- _Provided records_:
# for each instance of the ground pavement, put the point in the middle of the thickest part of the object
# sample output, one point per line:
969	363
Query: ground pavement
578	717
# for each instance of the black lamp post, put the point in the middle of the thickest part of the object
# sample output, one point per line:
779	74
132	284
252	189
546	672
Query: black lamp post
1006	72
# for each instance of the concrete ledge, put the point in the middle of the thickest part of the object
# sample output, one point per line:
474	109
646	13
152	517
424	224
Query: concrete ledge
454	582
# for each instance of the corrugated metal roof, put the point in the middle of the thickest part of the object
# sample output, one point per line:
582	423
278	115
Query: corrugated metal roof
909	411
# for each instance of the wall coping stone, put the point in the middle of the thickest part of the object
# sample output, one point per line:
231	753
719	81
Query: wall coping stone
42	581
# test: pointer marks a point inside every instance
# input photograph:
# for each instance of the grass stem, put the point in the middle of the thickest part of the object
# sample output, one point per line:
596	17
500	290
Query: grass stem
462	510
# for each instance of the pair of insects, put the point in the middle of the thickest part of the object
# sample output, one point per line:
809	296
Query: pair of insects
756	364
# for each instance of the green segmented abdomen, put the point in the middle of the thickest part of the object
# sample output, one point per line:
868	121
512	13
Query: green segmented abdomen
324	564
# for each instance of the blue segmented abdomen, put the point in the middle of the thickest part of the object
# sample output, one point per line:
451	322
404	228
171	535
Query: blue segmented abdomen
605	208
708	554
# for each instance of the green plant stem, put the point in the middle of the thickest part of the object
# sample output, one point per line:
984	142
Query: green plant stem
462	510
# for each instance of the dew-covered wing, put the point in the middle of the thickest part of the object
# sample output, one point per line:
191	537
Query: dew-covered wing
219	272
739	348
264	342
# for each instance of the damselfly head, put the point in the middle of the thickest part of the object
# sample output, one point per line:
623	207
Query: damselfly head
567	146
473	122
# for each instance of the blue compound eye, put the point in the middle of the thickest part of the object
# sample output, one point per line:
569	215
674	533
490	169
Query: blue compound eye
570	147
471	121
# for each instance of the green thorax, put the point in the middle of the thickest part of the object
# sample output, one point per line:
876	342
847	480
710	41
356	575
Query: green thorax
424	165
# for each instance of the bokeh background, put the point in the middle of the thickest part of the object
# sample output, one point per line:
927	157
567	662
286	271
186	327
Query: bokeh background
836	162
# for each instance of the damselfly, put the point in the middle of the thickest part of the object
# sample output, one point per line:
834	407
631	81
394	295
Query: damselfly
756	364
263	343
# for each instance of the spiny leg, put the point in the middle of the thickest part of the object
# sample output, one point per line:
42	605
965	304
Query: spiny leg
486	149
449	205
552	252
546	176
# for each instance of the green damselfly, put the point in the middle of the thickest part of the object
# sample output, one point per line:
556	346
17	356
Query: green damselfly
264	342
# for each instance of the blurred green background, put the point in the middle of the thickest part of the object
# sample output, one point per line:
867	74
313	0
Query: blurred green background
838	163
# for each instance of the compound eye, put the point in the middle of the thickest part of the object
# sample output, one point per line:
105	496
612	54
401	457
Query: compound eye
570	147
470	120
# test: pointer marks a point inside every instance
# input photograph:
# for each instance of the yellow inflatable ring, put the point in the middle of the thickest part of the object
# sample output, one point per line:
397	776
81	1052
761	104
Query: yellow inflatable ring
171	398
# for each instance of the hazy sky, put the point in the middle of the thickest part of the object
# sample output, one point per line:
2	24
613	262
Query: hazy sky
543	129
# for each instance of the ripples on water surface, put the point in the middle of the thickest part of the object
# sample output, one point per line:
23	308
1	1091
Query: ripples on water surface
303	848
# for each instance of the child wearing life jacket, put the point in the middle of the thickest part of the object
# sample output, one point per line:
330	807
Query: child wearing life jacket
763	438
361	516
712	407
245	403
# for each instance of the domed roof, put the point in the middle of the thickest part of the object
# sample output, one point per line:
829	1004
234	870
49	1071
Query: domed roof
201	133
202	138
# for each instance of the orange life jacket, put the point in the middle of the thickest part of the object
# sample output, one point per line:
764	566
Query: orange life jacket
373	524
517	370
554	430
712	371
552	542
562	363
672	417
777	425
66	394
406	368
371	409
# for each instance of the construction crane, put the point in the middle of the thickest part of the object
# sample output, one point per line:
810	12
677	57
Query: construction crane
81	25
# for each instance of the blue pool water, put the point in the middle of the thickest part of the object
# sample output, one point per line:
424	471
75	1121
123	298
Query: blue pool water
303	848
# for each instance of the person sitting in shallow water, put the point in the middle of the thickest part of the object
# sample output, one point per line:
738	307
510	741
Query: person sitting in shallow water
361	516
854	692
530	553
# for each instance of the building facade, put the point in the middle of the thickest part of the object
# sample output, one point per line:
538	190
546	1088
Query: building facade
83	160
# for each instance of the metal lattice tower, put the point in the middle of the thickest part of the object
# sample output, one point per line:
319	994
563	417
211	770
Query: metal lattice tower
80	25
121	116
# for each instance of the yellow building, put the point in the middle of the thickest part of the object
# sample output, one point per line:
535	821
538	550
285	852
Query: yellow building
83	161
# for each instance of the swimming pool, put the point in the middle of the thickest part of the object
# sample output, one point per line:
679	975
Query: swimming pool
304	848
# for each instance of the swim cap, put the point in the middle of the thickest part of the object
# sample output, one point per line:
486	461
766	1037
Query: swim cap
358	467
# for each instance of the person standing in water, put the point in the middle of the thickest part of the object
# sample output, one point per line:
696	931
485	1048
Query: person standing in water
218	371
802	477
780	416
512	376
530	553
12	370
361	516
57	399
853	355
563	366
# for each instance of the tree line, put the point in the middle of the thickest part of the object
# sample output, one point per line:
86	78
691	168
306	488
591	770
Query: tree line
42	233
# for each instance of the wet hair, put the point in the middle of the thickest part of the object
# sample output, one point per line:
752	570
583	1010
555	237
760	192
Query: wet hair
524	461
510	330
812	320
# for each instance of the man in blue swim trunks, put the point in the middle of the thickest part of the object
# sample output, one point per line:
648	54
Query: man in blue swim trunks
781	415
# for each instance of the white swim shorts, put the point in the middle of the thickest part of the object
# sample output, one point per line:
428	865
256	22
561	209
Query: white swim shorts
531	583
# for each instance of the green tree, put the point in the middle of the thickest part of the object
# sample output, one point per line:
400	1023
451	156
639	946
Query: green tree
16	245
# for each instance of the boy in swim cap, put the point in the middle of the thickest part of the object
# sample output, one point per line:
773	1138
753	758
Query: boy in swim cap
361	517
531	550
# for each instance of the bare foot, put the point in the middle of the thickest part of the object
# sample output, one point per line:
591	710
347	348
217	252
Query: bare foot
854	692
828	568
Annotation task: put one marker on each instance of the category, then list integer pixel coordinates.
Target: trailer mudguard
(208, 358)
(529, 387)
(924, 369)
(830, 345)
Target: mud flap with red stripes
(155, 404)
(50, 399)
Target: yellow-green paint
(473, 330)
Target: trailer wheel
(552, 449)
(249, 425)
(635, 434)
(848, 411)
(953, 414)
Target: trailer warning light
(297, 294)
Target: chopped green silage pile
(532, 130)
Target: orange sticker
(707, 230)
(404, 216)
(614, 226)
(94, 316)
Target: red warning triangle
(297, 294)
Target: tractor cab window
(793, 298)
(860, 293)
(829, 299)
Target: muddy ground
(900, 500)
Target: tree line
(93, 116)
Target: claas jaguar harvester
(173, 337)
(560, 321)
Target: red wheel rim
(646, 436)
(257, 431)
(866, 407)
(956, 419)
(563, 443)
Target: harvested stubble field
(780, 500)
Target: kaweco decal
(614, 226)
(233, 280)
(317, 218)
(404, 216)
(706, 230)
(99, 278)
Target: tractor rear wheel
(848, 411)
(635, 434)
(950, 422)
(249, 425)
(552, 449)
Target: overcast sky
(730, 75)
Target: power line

- _Work instruction_:
Return the lines above precisely as they appear, beginning at the first line and ending at the line with "# for each instance of the black", and nothing after it.

- _Written solution_:
# for each instance of the ground pavement, put the point in the middle of the thickest part of the object
# sample output, one point per line:
969	363
Query: ground pavement
578	717
# for each instance of the black lamp post, put the point in the middle of the thickest part of the object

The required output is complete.